------ Material supplied

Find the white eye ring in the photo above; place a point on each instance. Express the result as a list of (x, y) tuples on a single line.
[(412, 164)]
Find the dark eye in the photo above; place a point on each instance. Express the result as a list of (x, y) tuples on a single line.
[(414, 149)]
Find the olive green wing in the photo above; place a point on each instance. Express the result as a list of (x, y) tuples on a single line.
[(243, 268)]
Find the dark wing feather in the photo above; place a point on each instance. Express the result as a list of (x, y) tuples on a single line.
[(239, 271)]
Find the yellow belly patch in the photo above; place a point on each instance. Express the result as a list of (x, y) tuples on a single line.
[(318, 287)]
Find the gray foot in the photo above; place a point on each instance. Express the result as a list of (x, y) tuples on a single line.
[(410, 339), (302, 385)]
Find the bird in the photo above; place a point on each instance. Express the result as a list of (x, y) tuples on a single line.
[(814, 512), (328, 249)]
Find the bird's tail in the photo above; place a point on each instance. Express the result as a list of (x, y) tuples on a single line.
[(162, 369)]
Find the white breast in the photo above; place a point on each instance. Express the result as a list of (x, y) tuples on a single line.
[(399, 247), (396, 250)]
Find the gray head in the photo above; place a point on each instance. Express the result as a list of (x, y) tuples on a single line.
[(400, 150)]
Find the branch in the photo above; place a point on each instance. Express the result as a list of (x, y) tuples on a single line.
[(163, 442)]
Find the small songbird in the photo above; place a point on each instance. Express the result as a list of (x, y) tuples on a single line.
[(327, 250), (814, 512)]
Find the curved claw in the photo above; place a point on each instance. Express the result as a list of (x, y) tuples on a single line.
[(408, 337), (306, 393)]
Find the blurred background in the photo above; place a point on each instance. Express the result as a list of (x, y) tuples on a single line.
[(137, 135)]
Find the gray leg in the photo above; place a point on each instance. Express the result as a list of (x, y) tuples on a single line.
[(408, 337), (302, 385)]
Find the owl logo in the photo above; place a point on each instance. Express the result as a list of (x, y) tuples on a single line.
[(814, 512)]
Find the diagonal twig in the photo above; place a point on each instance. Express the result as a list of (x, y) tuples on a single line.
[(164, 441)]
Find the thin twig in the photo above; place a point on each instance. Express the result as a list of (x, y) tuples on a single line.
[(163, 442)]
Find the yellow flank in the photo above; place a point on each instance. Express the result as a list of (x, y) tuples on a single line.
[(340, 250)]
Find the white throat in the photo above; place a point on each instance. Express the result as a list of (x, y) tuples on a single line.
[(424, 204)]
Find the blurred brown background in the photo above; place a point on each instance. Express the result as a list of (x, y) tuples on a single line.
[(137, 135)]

------------

Can you rewrite all of the material above with every "tuples" changed to "pairs" and nothing else altered?

Find the white eye ring in the photo above; place a point on each instance. Express the result as a list of (x, y) pairs on a single line.
[(412, 164)]
Find the dark eye in the photo above; place a point on each instance. Express the result as a list of (x, y) pairs on a single line.
[(414, 149)]
Find the olive green wing in the photo above; place a point on each instance. Express the result as a list of (x, y) pairs on a single line.
[(243, 268)]
Find the dark wing feather in the photo above; place a point on each instance. Express the result as a list of (x, y) pairs on a single line.
[(239, 271)]
Find the yellow belly patch in the photo above; place a point on each instance. Express the result as a list of (x, y) pairs on a single line.
[(318, 287)]
Find the gray foot in the photo above; place a point on each instance. Express the result as a list of (x, y) pairs on a single line.
[(410, 339), (302, 385)]
Find the bird in the photo above; place a point on each instance. Express the result as a list of (x, y) pairs on a single line.
[(814, 512), (328, 249)]
Find the bird's tail in the photo above; place a point on each instance. Express the result as a list of (x, y) pairs on a single line.
[(162, 369)]
Find the white breast in the photo above; place a point on each instance. Express the result as a list of (x, y) pairs on a single line.
[(399, 247), (396, 250)]
Find the gray head in the photo above; place a point on each instance. Express the result as a list of (x, y) pairs on a single line.
[(400, 150)]
Find the branch in the photo above; place a point on each instance. Express the result as a list of (x, y) pairs on a single line.
[(163, 442)]
Find the small songbird in the photo above; place a point on each instance. Express the result as a list of (x, y) pairs on a single line.
[(327, 250), (814, 512)]
Find the curved claw in the photo above; place a point on each instance. Express the result as a list of (x, y) pairs on a single line.
[(408, 337), (306, 393)]
Find the blurred background in the photo above; place a point on each instance. Express the result as a list of (x, y) pairs on a single line.
[(137, 135)]
Find the gray leg in the photo above; place a point on each instance. Express the result as a list of (x, y) pairs on a single line.
[(408, 337), (302, 385)]
Find the owl logo in the photo above; place a point on each instance. Express the result as a list of (x, y) pairs on a single line.
[(814, 512)]
Find the diagonal twig in the photo above; place a point on each instance. Express the result as a list of (x, y) pairs on a single line.
[(164, 441)]
Find the thin twig in the photo above; place a point on each instance. Express the result as a list of (x, y) pairs on a single line.
[(163, 442)]
Find the yellow flank in the photo above; place a point on each instance. Express the result as a list of (x, y) pairs on a single line.
[(340, 250)]
Find the white throat in the photo above; place a point on each instance. Express the result as a list of (x, y) pairs on a single line.
[(424, 204)]
Find the blurred brown background in the photo above; place a point on each instance. Express the result as a list of (x, y) pairs on a single line.
[(137, 135)]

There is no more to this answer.